Stored records:
============================================================

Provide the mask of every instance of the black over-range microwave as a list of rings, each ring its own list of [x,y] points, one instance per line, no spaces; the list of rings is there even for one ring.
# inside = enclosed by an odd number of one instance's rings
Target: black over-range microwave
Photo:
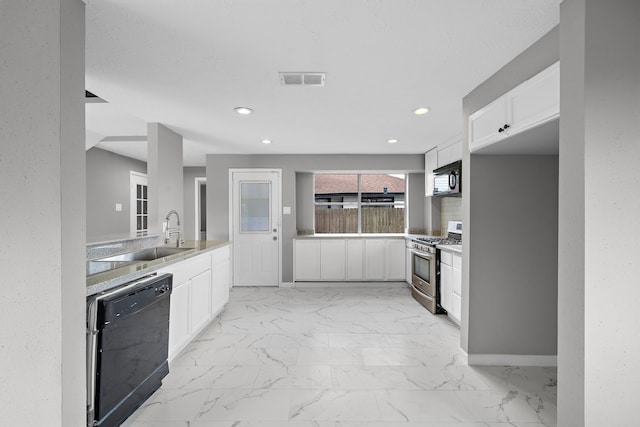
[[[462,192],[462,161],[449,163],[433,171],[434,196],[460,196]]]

============================================================

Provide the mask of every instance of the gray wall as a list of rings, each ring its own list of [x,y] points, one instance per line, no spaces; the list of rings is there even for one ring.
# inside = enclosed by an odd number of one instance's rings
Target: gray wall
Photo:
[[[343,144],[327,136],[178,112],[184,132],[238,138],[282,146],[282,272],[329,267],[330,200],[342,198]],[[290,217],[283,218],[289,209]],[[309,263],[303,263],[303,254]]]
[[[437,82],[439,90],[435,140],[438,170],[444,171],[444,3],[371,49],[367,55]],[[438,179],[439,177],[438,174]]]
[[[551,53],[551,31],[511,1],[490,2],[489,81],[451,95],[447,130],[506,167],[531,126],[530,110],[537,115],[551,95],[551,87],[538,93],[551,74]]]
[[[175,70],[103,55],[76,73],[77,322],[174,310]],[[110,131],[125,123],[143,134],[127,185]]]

============================================================

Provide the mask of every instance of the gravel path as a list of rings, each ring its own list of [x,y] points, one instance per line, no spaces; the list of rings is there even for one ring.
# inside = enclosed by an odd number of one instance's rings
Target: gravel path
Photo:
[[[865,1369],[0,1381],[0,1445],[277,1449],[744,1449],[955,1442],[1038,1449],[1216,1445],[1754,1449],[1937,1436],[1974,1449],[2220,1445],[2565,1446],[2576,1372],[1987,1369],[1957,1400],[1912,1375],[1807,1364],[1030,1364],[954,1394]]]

============================================================

Where the string "path" appears in a line of the entries, count that line, and state the total alone.

[Answer box]
2